-- start of Selected excerpt --

Earth Day

Monday, June 6, 2016

Sermon for the Tenth Sunday in Ordinary Time, June 5, 2016, "Learning from the Roman newspaper."

C Proper 5 10 Ord BFC 2016
Galatians 1:11-24
June 5, 2016

        I’m sure many of you have heard that one of the pressing issues in the present presidential election is the amount of media coverage given to presumed Republican nominee, Donald Trump.  I think the conventional wisdom is that the amount of coverage has provided candidate Trump with a celebrity and popularity that has led to his nomination.   Such conventional wisdom recognizes the power of the Fourth Estate in our culture, how the media can drive and control not only the message but also the concerns and values of a nation. 
          Who controls the media then dictates our concerns and values.  That was never made so clear as when I was in Chiapas, Mexico, for the first return of refugees back to their homeland in Guatemala.  It was an incredibly historic day for a people, a nation, that had waited for so long.  Refugees in over 100 refugee camps would make the long bus ride back into their homeland.  Huge!  Big!

-- end of Selected excerpt --
-- start of Material supplied --

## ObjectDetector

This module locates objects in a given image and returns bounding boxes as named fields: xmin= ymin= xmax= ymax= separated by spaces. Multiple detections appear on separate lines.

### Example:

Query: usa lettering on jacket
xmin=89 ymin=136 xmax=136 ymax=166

-- end of Material supplied --

What is asked
• 1. List every place name that appears in the sermon.
• 2. Do these statements agree with the sermon? (a) It was preached for the Tenth Sunday in Ordinary Time. (b) Its scripture passage comes from Galatians. (c) The refugees were living in fewer than fifty camps. For each one, answer yes or no and quote the words from the sermon that decide it.
• 3. Write the next part of the sermon, starting after its last sentence.

Replies
• 1. Chiapas, Mexico, Guatemala

• 2.
(a) Yes: "Sermon for the Tenth Sunday in Ordinary Time, June 5, 2016"
(b) Yes: "Galatians 1:11-24"
(c) No: "Refugees in over 100 refugee camps would make the long bus ride back into their homeland."

• 3.
The day before the historic return, Barb Wenger, the Witness for Peace volunteer, who had gracefully taken me in like a stray dog, led me out to the camp that was to start the historic return to Guatemala.  We came back to the city by hitching a ride from a BBC reporter.  Barb asked, “How will the coverage go?  Will the international media cover the full return?”  The BBC reporter was frightfully honest.  “We don’t do well with history that doesn’t follow a continuous news cycle.  The refugees will need to leave tomorrow.  They will need to arrive in Guatemala City by the next day.  The following day they will have to arrive at their destinations in Guatemala.  Otherwise, we will be pulled from the story.  As you know, the United States is about to invade Iraq.  And what the U.S. government pays attention to, we must pay attention to.  So unless we can prove that there is something to cover each day here, the United States government will probably dictate international focus and coverage.”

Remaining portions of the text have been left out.